原文抜粋:
====

◆規模拡大する養豚経営−子豚の育成率改善で生産性を向上
海外でのBSEや高病原性鳥インフルエンザなどの発生によって食肉輸入が停止するなどの食肉の状況や国民の畜産物への安全・安心への関心が高まるなかで、豚肉は、国民の食生活の安定をはかるうえで欠くことのできない重要な動物性たんぱく質源として、食肉のなかで大きな役割を果たしている。また、食肉としてだけではなく、ハム・ソーセージなど加工食品としても広く利用される重要な素材でもある。
しかし、国内の豚飼養農家は、平成2年には4万3000戸だったが、小規模飼養農家を中心に年率1割を超える割合で減少してきた。ただし平成10年以降は減少率が鈍化傾向で推移し、現在は約9000戸(16年2月1日現在)となっている。

====

抽出データ:
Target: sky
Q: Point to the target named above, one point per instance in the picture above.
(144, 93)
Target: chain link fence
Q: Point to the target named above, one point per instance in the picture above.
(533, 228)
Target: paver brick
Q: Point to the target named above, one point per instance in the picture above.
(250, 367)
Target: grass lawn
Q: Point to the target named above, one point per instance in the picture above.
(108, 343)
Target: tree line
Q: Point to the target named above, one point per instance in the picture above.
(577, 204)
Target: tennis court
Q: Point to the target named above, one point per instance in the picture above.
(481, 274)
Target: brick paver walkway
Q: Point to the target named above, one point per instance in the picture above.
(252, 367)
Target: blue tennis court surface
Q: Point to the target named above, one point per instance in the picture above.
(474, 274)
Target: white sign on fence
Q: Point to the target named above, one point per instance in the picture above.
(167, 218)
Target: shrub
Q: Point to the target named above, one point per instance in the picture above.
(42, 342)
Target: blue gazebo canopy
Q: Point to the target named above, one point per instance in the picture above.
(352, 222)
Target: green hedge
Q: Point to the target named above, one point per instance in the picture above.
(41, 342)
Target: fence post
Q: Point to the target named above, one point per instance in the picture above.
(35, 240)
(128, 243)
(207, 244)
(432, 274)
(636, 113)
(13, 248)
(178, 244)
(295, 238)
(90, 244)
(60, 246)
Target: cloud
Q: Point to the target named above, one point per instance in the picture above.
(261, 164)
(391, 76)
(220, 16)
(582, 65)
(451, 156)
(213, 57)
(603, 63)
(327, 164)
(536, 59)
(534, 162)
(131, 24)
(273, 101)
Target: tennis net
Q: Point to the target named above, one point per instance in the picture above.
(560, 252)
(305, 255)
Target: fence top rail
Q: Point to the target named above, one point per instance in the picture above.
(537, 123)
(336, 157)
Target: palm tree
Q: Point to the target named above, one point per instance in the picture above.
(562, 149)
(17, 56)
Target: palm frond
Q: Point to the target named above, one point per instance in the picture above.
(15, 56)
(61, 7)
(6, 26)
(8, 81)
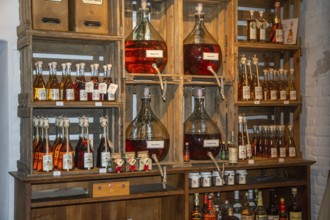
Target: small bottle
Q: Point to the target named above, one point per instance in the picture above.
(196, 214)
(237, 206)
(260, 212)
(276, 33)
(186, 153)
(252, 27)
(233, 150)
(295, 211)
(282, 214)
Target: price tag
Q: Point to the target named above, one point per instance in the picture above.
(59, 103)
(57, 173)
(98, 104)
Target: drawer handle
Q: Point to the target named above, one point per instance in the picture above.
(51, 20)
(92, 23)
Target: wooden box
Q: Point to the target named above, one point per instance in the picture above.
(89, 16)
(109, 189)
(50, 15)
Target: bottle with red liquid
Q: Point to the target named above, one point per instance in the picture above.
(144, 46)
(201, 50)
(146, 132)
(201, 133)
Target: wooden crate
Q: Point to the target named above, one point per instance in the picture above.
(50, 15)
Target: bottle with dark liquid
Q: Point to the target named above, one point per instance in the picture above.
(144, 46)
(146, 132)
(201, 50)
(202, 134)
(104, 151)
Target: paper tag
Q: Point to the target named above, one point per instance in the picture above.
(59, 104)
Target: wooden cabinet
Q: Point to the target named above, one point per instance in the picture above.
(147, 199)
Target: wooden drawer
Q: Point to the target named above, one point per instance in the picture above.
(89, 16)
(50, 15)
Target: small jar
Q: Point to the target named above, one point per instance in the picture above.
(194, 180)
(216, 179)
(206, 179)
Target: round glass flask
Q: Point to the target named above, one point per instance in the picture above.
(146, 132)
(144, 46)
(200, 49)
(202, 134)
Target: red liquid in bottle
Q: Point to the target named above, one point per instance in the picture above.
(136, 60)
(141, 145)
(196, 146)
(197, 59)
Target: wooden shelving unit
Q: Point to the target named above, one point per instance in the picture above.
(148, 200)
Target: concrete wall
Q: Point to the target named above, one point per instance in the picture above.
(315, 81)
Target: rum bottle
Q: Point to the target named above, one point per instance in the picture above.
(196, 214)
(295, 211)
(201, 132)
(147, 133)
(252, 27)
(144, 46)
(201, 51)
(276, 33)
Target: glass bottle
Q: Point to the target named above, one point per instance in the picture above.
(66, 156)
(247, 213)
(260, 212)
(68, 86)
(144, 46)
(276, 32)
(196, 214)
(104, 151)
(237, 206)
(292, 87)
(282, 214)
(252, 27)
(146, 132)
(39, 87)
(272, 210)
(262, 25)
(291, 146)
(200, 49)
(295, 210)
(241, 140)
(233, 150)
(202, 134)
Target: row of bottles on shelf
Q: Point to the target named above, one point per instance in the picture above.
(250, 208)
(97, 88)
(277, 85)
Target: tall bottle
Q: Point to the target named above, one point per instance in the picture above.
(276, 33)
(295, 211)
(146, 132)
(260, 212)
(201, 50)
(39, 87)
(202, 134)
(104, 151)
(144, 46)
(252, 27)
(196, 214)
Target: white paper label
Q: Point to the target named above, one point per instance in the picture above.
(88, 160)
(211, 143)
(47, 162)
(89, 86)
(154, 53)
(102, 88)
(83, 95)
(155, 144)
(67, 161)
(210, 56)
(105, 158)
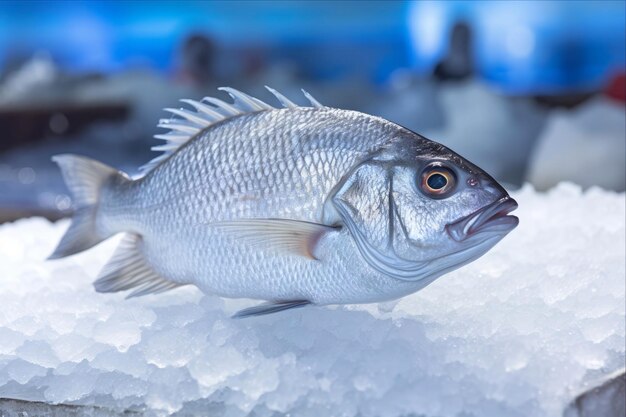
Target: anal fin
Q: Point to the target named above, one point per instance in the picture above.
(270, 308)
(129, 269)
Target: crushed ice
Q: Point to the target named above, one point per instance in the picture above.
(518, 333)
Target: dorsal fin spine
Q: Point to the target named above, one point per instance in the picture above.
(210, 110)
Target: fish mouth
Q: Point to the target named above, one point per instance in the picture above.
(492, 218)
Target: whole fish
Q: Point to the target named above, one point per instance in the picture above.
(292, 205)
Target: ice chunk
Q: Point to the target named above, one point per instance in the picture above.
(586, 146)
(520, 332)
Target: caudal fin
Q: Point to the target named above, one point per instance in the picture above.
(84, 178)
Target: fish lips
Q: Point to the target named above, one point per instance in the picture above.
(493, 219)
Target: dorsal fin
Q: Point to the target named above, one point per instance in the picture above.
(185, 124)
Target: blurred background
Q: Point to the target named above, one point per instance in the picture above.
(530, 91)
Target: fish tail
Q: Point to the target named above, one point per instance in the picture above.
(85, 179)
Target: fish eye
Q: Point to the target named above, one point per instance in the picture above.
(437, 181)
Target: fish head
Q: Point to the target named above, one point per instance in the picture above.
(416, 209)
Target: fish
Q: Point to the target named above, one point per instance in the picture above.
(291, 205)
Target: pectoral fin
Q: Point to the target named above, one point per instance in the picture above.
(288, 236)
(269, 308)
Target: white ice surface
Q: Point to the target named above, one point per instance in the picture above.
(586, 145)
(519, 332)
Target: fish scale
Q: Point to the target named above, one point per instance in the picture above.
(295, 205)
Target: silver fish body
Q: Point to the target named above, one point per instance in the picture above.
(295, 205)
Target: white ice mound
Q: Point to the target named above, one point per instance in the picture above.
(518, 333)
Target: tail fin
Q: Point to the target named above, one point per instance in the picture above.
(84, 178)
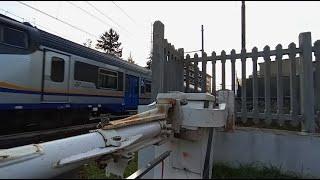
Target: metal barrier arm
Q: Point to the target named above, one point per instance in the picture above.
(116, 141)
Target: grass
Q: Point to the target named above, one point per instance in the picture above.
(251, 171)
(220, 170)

====

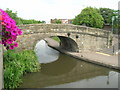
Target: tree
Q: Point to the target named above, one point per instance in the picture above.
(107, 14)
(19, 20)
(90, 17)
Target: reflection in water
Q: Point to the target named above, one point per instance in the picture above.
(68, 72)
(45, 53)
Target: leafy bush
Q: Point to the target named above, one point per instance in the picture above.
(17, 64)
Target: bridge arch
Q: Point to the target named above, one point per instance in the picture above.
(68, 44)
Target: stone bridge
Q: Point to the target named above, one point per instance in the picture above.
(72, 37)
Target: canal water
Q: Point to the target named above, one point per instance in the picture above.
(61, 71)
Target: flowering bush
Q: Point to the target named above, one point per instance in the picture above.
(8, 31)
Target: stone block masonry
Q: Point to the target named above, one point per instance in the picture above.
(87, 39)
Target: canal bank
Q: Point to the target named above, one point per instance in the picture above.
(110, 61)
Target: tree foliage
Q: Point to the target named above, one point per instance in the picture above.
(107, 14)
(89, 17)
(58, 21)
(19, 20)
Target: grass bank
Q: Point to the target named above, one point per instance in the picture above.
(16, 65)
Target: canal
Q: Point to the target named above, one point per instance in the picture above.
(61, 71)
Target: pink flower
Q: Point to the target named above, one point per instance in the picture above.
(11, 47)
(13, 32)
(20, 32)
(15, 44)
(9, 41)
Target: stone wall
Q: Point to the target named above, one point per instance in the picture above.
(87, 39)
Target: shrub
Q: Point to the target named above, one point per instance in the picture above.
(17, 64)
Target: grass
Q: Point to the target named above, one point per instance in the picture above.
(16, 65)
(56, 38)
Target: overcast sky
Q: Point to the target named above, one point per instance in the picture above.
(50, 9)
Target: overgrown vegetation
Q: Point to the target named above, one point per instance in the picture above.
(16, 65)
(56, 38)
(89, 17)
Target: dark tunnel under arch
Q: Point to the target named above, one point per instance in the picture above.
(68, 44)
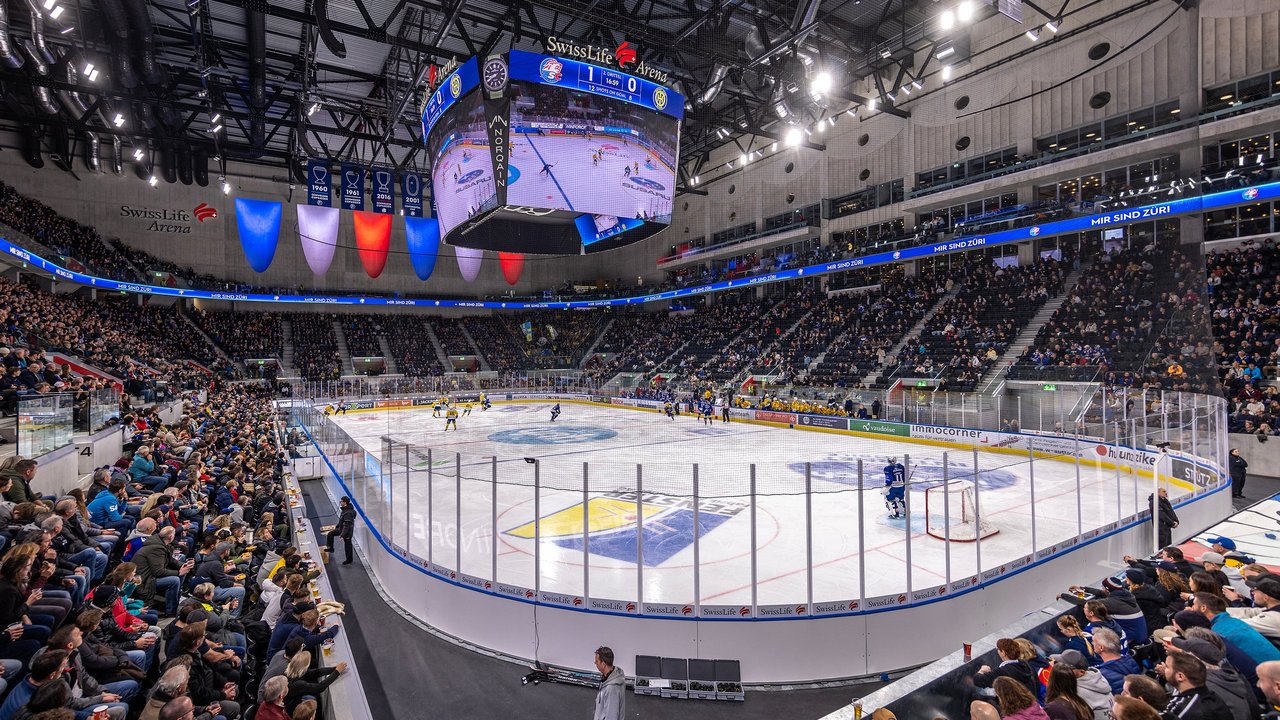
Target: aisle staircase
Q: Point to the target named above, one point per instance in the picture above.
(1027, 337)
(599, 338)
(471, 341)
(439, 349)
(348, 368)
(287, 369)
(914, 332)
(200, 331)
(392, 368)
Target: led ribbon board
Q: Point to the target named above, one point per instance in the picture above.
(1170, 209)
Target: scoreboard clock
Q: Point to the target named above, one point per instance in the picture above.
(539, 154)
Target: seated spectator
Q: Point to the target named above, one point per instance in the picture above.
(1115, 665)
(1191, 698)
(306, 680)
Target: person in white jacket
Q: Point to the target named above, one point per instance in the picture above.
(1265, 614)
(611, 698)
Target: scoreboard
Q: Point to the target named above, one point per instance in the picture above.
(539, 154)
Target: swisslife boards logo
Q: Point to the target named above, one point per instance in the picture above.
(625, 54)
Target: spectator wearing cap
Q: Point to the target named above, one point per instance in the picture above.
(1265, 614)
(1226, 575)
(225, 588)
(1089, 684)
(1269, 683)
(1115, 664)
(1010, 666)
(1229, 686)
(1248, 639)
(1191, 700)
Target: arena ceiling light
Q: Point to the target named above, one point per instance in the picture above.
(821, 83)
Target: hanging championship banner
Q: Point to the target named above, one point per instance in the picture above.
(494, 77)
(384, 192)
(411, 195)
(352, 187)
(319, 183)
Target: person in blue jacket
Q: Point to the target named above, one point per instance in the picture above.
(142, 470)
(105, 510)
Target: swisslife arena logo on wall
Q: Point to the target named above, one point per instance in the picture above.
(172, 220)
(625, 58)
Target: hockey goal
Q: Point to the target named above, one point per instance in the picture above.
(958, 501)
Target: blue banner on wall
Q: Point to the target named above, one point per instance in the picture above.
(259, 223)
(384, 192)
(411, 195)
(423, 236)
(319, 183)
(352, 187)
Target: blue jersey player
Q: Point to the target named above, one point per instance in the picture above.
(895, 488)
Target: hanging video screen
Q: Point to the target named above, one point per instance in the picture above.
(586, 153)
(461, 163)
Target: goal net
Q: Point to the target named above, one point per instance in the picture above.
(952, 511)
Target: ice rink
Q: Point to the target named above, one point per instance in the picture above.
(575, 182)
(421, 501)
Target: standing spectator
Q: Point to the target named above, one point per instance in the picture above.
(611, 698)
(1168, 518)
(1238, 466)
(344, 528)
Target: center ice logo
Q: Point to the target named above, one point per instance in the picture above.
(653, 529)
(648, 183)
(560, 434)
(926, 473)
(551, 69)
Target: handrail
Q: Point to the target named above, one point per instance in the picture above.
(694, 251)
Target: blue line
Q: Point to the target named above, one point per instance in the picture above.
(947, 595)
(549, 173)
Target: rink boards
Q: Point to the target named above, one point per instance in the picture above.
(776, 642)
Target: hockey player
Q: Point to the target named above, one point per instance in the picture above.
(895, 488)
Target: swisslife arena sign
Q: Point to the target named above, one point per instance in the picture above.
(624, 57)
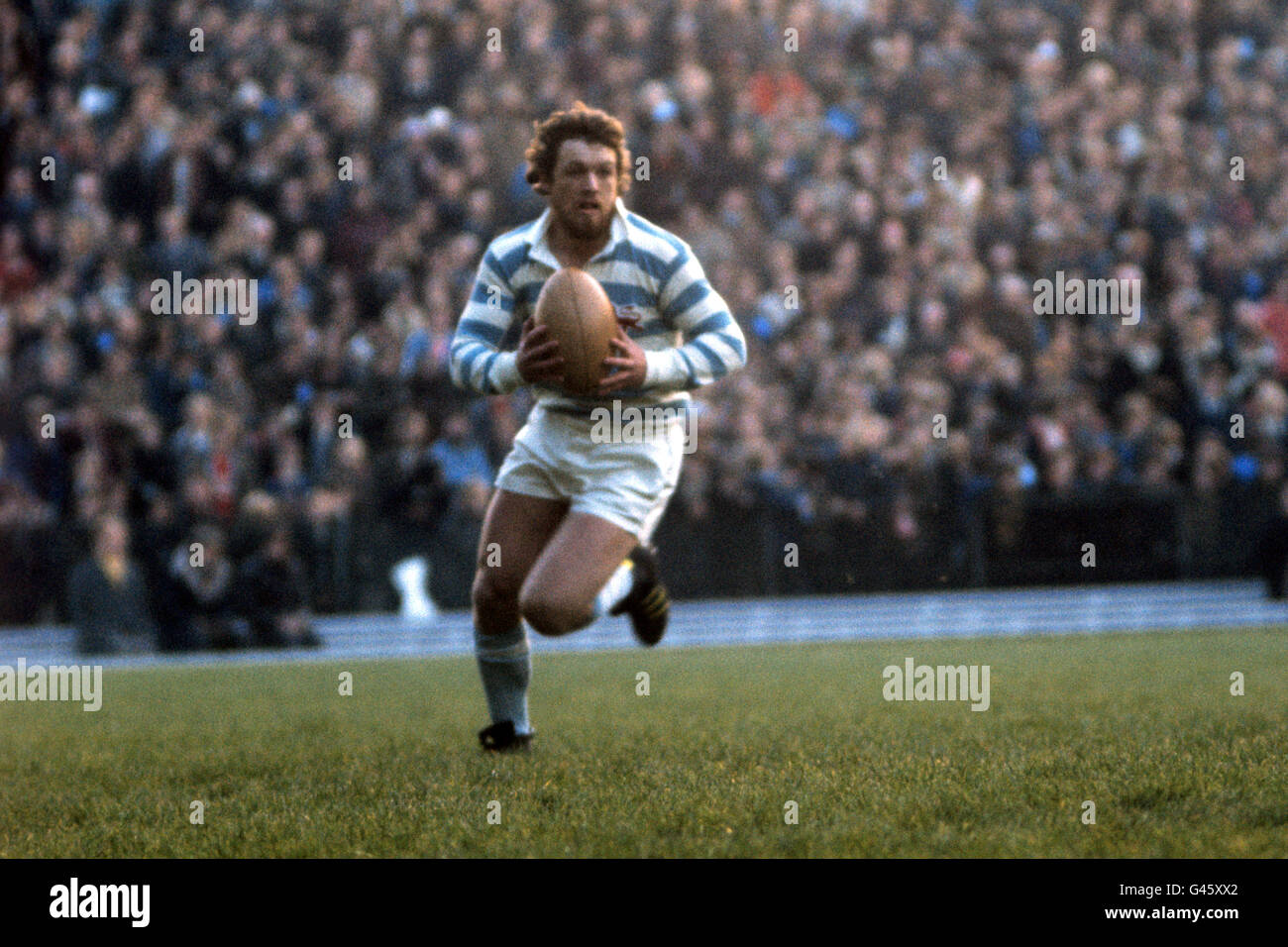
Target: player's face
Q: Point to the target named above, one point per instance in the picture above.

====

実施事項:
**a)** 養豚経営に関する文章について、次の問いに答えてください。
(i) 平成2年の国内の豚飼養農家は何戸でしたか？
(ii) 豚肉は食肉以外に、どのような加工食品として利用されていますか？
(iii) 現在の豚飼養農家数は約何戸で、いつ現在の数字ですか？
**b)** 養豚経営に関する文章の続きを、最後の文の後から書いてもらえますか？
記録は本文とは別の出典から集めたものです。

課題別結果:
**a)**
(i) 4万3000戸
(ii) ハム・ソーセージなど
(iii) 約9000戸、16年2月1日現在

**b)**
1戸あたりの飼養頭数は、平成2年の272頭から14年には961頭に増加。さらに、15年以降はBSEの影響もあって豚肉需要が増えたため、大規模飼養者を中心に規模拡大がなされ、現在は1095頭(16年2月現在)と着実に増加。国内における飼養頭数は970万頭強となっている。このうち子取用雌豚は91万8000頭で、1戸当たり平均は118頭強となっている。
豚は通常、一度に10頭前後の子豚を産み、1年に2回分娩するので、1頭の母豚は年間20頭の子豚を産むことになる。そういう意味では牛などに比べて、きわめて生産性の高い家畜だといえる。しかし、多産のためか未熟な状態で生まれてくることが多いのも豚の特徴だといえる。そのため、養豚経営の生産性の向上や経営改善のためには、体重30キロになるまでの幼齢期をいかに管理し、子豚の育成率を向上させることが重要な課題となっている。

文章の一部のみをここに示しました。